Fragmento de origen >>

Gertrudis ha devenido en Trudy y Claudio es Claude, un primitivo, erótico e indiferente agente inmobiliario, hermano del “rey”, que no vacila en cometer fraticidio para heredar y vender y cuyas miras no van más allá de satisfacer sus deseos de macho en forma inmediata y sin tomar en demasiada consideración el hecho de que Trudy se encuentra muy próxima al parto.
Tampoco Gertrudis-Trudy es presentada como un personaje delicado. Por el contrario, bebe, fornica a pesar de su estado, planifica la muerte de su esposo y al parecer, es lo que teme el feto, no tiene como proyecto hacerse cargo del niño cuando nazca. Quizás lo entregue a alguien, quizás termine matándolo, ¿por qué no?
Ya se habló de la vulgaridad de Claudio-Claude. Quien más “se salva”, si así puede decirse es el rey-poeta, un hombre que no es bueno en lo suyo pero que quiere ayudar a otros poetas en un mundo de tanta indiferencia, de tanta crueldad cotidiana.

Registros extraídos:
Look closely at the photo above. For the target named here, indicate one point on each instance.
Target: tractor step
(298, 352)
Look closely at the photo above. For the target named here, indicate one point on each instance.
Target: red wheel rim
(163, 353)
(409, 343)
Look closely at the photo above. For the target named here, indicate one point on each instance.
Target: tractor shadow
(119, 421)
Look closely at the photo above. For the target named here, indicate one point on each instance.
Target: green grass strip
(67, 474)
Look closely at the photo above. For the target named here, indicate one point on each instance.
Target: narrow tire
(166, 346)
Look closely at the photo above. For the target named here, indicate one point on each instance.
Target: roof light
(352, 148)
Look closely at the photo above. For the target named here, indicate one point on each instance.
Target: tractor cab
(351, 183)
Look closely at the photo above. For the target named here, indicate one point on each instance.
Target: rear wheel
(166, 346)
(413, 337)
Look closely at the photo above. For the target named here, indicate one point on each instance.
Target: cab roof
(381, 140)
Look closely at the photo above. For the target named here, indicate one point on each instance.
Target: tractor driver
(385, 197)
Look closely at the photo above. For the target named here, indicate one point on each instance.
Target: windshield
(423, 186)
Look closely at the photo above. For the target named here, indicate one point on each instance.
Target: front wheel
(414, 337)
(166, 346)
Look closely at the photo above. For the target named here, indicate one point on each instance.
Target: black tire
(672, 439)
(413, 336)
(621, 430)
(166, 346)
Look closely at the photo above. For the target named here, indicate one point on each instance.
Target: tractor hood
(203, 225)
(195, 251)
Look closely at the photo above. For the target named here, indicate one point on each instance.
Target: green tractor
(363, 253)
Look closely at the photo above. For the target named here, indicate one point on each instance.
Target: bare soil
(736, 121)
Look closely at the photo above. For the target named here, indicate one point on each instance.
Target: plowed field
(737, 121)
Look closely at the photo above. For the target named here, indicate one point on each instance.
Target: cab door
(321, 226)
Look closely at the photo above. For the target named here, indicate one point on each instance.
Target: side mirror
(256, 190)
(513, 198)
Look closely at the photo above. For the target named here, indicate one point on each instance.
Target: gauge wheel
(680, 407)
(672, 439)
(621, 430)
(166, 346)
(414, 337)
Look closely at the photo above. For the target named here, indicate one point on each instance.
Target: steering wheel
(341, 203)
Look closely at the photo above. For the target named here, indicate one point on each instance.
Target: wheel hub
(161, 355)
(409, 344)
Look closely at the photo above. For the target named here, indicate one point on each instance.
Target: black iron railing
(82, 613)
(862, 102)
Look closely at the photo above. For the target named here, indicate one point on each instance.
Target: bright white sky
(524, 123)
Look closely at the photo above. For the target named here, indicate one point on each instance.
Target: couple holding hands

Actividad >> Continúa el comentario sobre Trudy, Claude y el rey-poeta a partir de su última oración.

Respuesta >>
La novela fue escrita desde la doble perspectiva de la rabia y la impotencia que al autor le produce cuanto ocurre: “La sensación generalizada es de impotencia porque no podemos influir en los acontecimientos que observamos”. Es lo que le pasa al feto-narrador, que ve los avances de los asesinos in potentia ante los cuales nada puede hacer. Al menos, en teoría.
La comedia, la ironía. Por supuesto, lo que narra McEwan es un drama, pero rebajando sus intenciones, o más bien ubicándose desde una diversa perspectiva, en vez de acentuar los tonos oscuros de la historia opta por el tono si no totalmente cómico al menos sí irónico. Se niega, en cambio, a suavizar los perfiles sombríos de los asesinos y así Trudy es mostrada como una joven (de 28 años) apática, frívola, adicta al alcohol (que tanto perturba al feto) predispuesta al sexo y también predispuesta al crimen: “Lo quiero muerto. Y tiene que ser mañana”.
De Claude, hombre práctico de negocios, no se puede extraer nada bueno. El feto ama a su madre pero siente un rechazo frontal por su tío, nada menos que el amante de su progenitora a quien más detesta cuando penetra en ella y parece siempre a punto de rozarlo: “Cierro los ojos, aprieto las encías, me agarro a las paredes uterinas. Estas turbulencias arrancarían las alas de un Boeing”.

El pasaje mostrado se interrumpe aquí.